* YOUR INSTRUCTIONS: Swap every "this photo" in the material below for "this image" and reproduce everything else unchanged. Leave the pictures out of your answer.

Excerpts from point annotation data
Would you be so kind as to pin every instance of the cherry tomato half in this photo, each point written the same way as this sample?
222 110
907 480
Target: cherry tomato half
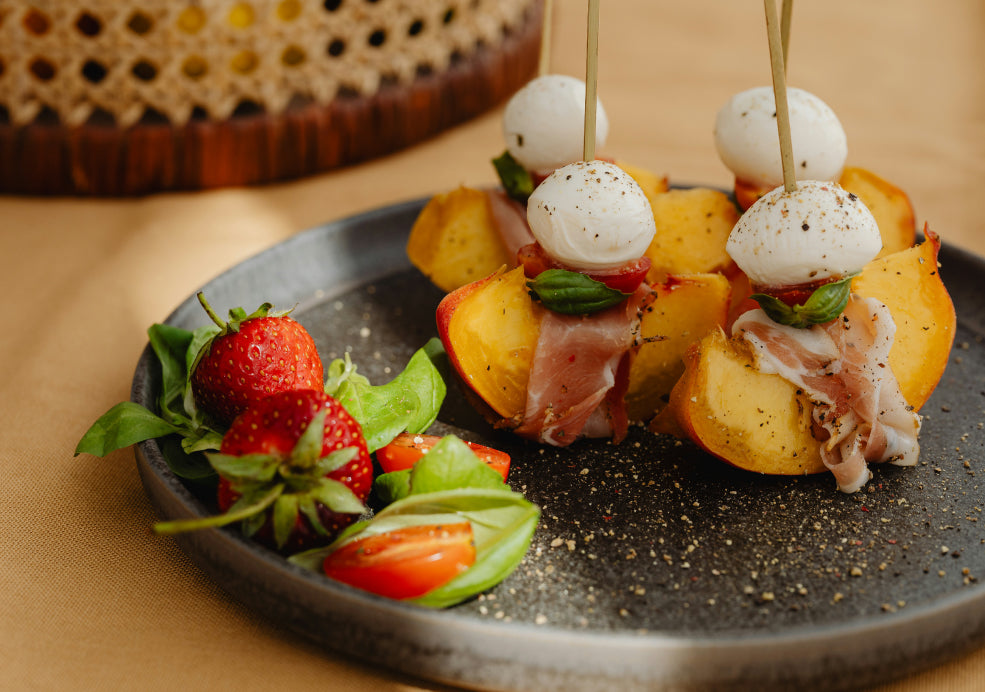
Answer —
625 278
406 449
404 563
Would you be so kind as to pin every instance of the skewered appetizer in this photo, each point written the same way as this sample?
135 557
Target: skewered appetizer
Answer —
746 140
468 233
548 347
829 371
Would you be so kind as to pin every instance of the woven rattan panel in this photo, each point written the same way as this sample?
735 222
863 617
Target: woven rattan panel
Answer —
122 97
124 57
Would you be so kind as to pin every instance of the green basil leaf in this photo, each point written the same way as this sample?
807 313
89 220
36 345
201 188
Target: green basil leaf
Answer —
516 179
448 465
393 486
572 293
451 464
248 509
123 425
337 497
825 304
342 370
410 402
201 440
503 523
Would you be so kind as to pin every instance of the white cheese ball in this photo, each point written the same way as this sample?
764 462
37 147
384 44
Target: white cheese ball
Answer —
817 232
544 123
591 215
748 142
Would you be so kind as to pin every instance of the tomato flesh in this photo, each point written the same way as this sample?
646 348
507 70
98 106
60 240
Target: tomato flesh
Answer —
406 449
625 278
404 563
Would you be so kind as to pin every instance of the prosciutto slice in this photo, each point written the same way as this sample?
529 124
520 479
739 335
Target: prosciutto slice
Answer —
510 218
859 412
580 373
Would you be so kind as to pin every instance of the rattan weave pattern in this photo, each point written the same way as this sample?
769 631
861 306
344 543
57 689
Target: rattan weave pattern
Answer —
129 58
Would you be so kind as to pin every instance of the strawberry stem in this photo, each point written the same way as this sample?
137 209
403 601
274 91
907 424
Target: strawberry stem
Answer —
169 528
211 313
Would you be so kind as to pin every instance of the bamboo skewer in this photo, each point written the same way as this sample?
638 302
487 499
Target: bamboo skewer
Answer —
785 17
591 78
544 64
780 96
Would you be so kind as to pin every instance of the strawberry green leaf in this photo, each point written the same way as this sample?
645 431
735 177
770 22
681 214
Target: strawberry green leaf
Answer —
410 402
251 504
308 507
250 468
825 304
516 179
503 523
123 425
335 460
285 516
572 293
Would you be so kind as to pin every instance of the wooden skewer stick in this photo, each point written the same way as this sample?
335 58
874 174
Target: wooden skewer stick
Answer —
544 64
591 78
780 96
785 16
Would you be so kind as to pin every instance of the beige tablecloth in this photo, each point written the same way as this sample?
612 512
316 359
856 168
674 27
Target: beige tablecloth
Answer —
89 599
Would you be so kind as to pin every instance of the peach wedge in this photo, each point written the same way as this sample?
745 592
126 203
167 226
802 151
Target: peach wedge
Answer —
761 422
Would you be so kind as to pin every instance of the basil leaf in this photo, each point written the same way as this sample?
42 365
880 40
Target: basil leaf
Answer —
572 293
503 523
516 179
825 304
392 486
448 465
123 425
451 464
410 402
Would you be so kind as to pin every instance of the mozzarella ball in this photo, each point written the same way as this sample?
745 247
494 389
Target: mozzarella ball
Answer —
817 232
748 142
591 215
544 123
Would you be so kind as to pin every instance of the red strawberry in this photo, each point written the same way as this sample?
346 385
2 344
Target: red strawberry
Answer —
253 356
294 468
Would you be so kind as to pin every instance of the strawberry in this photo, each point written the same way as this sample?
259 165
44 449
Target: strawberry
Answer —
294 468
252 356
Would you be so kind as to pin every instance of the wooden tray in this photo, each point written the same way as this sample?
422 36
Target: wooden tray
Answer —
102 160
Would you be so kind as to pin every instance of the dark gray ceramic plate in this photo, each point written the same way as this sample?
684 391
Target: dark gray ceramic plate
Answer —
653 566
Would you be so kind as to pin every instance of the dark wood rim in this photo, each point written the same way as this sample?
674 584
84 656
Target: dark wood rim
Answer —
97 160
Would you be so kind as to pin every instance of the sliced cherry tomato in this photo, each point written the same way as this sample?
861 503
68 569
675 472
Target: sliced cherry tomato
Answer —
625 278
404 563
406 449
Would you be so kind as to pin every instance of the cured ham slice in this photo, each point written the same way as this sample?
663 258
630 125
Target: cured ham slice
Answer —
580 372
859 412
510 219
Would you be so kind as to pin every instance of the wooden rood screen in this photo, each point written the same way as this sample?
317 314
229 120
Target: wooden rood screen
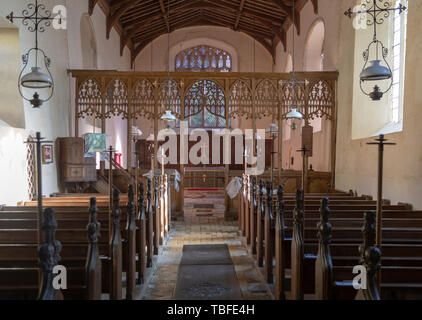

* COMPLETE ANSWER:
Would you be so kind as to pin every instance of the cherry tomato half in this image, each point written the same way as this sample?
222 110
907 480
Target: cherry tomato half
Answer —
625 278
406 449
404 563
Would you be so kind as to pin every instance of the skewered appetizer in this image, each point written the same way as this sample?
135 557
Target: skewered appetizer
Answer —
746 140
468 233
548 347
829 371
Would you be so kind as to pin every instance of the woven rattan panel in this image, each point written the same way as this sample?
735 222
863 617
Target: woven rattan panel
Answer —
122 97
124 57
Would you be so kind as to pin every instance of the green basil leaf in this image, each point written the same way as this sample?
807 313
89 220
36 345
201 188
Target: green basil leaf
Answer —
516 179
448 465
393 486
572 293
451 464
248 509
123 425
337 497
825 304
342 370
410 402
201 440
503 523
Would you be so kind as to pin every instance of the white cheese ball in this image, each point written the same way as this sample?
764 462
37 147
384 44
Target: white cheese ball
Answer —
817 232
544 123
591 215
748 142
Would you be so kind as to pin every instance of the tomato flesh in this image, each point written the same way as this sample?
646 348
507 70
98 106
60 240
Target: tomato flesh
Answer —
406 449
625 278
404 563
Would you be so kind as to pin every instance of the prosciutto slice in this image, each point written the same way as this sample?
529 124
520 479
739 335
Target: prosciutto slice
Answer —
510 218
859 412
580 373
Would you be so kind as to pin every instance of the rattan weave pattern in this image, each point written the same way as this sample?
769 631
861 306
344 543
57 689
Target: rattan weave pattern
Answer —
129 58
Would you be so kind as to pin every instance of the strawberry stem in this image, each point written the same way as this sample?
137 209
403 601
274 91
907 424
Target: strawberry stem
Answer —
169 528
211 313
Would you be so kind as to pin every instance of the bamboo skewer in this image, each point written the same way as this sample?
638 302
487 499
Target: bamboo skewer
Answer —
785 17
591 78
544 64
780 96
Would you be so kind as to pin every instance of the strawberry green leaf in this image, each point written the same way as this sample?
645 431
735 177
770 22
681 214
Target: strawberry green leaf
Answer —
410 402
251 504
308 507
250 468
825 304
516 179
503 523
123 425
335 460
285 516
572 293
Would you be so kind as to pin every instance of the wooden skewer stick in this image, each point written the same way as this sample?
335 58
874 174
Target: wooden skewer stick
Answer —
544 64
591 78
780 96
785 16
Would you be so kind as to pin every instance of the beige tablecloth in this image, each point written the same way as this sample?
612 512
316 359
856 168
674 27
Target: beige tablecloth
Answer —
89 599
Would you be so kind as to pin every instance of the peach wedge in this image, each point written the same way as this sample?
745 592
126 203
167 226
802 151
Target: peach wedge
Answer —
761 422
Would you be so kind as to pin every instance of the basil leaf in this image, each point written the same way as this sample?
42 365
880 40
Target: basil leaf
Answer —
572 293
503 523
516 179
825 304
392 486
448 465
123 425
451 464
410 402
Would you be so kind as to pin every instance of the mozzarella ball in this image, each point written the same way as this sample?
745 247
494 389
Target: mozzarella ball
Answer —
817 232
748 142
591 215
544 123
Would you be so kind as to pin every instance of the red strawberry in this image, each point written the same way as this sample?
346 385
2 344
Target: red strawberry
Answer —
253 356
294 468
Would you be so kind as to pin every instance of the strawberry in this image, each point written the same way as this sample?
259 165
44 449
Target: strawberry
Answer —
294 468
252 356
Would you be so kind as to pin every instance of the wooden tray in this image, each point written the same way as this sample?
422 36
Target: wooden tray
Answer —
102 160
Would you be so kind as to pin every instance of the dark gray ceramic plate in this image, each point written the same way as this sample?
684 391
Target: dark gray ceramic plate
Answer —
653 566
Would you be so kind as to pin every instance of the dark wood rim in this image, each point written the same way as this sample?
674 584
84 656
Target: dark wood rim
Answer —
97 160
Would you be so kind as to pin every instance of the sliced cherry tomato in this image, each point written the same way as this sample?
861 503
68 569
675 472
Target: sliced cherry tomato
Answer —
625 278
404 563
406 449
Would you be so kind as to pin every instance of the cured ham slice in this image, each point written the same way as this sample?
663 258
630 125
Target: cured ham slice
Answer —
580 372
859 412
510 219
Would you be so kind as to pin every instance of the wooden rood screen in this image, each point written the same way as this sample?
317 314
229 120
Target: wooden rood screen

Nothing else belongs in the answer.